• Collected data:
[Start of section]
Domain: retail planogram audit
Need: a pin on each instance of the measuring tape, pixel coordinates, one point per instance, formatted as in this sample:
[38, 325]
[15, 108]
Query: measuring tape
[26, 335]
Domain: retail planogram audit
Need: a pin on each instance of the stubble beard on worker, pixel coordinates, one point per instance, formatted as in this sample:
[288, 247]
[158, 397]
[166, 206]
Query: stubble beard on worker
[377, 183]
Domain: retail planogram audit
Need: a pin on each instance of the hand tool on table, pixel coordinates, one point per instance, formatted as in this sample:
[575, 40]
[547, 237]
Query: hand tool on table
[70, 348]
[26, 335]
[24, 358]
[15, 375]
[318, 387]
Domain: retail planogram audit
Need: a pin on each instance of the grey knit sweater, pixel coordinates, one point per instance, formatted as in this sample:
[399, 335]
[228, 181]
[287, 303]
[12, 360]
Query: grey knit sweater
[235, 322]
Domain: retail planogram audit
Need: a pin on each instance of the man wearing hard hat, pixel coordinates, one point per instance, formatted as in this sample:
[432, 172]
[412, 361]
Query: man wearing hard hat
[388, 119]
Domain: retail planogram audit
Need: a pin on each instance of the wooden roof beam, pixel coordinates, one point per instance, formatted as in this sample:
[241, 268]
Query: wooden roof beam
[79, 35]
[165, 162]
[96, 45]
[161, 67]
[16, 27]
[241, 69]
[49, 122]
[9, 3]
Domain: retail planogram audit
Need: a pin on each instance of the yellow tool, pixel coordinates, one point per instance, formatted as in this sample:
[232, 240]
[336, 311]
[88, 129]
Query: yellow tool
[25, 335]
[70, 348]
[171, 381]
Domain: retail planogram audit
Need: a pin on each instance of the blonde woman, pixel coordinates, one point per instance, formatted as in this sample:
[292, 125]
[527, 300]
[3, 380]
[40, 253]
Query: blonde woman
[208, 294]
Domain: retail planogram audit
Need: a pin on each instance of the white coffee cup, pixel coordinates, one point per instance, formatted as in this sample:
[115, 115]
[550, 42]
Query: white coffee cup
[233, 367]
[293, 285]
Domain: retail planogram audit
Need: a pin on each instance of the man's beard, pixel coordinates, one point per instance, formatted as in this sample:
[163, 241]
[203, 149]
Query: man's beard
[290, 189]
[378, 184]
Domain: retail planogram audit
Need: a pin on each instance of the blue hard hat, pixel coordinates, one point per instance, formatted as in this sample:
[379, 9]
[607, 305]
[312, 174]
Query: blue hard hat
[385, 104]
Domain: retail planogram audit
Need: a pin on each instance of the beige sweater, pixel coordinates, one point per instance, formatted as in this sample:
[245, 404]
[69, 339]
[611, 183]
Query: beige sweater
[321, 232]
[End of section]
• TASK OBJECTIVE: The data above must be restated word for word.

• REPLY:
Domain: retail planogram audit
Need: a pin on each instance of the measuring tape, pixel coordinates, one point per instance, formatted as in this sample:
[38, 325]
[15, 108]
Query: measuring tape
[26, 335]
Domain: retail planogram audit
Need: a pin on each instance of the stubble beard on worker, pixel coordinates, one point per instance, formatted as in this sample:
[288, 247]
[158, 397]
[166, 206]
Query: stubble beard on worker
[377, 183]
Domain: retail planogram audit
Need: a pin on each instance of the hand tool on table, pixel coordinates, one point per instance, formatted as in this sample:
[575, 40]
[547, 237]
Query: hand tool on table
[70, 348]
[26, 335]
[24, 358]
[15, 375]
[318, 387]
Domain: retail planogram audit
Need: a pin on each instance of the grey knit sweater, pixel coordinates, one point per instance, formatted as in this sample:
[399, 335]
[228, 181]
[287, 303]
[12, 360]
Query: grey knit sweater
[235, 322]
Domain: retail planogram audit
Need: a pin on each instance of the man wearing hard hat, pixel coordinates, one point per instance, formatted as in this sample:
[432, 172]
[412, 361]
Query: man wearing hard hat
[388, 119]
Domain: retail planogram audit
Need: a pin on each instance of the wooden roof beam, pixel coordinates, one point per instance, formatted as in this sample:
[241, 268]
Query: wooden roof beam
[79, 35]
[165, 162]
[96, 45]
[161, 67]
[16, 27]
[241, 69]
[49, 122]
[9, 3]
Domain: retail planogram audit
Need: a pin on each instance of the yellow tool, pixel coordinates, one point per instance, formatted as in this sample:
[232, 240]
[336, 311]
[88, 129]
Query: yellow tool
[25, 335]
[70, 348]
[171, 381]
Domain: retail planogram audit
Need: a pin on each instance of the blonde woman, pixel coordinates, one point per instance, formatted as in this sample:
[292, 125]
[527, 300]
[3, 380]
[40, 253]
Query: blonde woman
[208, 294]
Domain: retail planogram audit
Need: a pin on each instance of the white coffee cup, pixel coordinates, one point per instance, formatted as in this sample:
[115, 115]
[550, 42]
Query: white coffee cup
[233, 367]
[293, 285]
Domain: retail planogram audit
Need: a pin on each instance of the man's beard, pixel coordinates, one point per instance, formatted as in this sample:
[163, 241]
[203, 149]
Query: man's beard
[290, 189]
[378, 184]
Domain: retail planogram audit
Need: a pin on each instance of the blue hard hat, pixel coordinates, one point per instance, formatted as in this sample:
[379, 9]
[607, 305]
[312, 174]
Query: blue hard hat
[385, 104]
Domain: retail planogram audit
Need: a pin on each instance of the beige sweater, pixel coordinates, one point per instance, formatted as in this sample:
[245, 404]
[69, 339]
[611, 183]
Query: beige sweater
[321, 232]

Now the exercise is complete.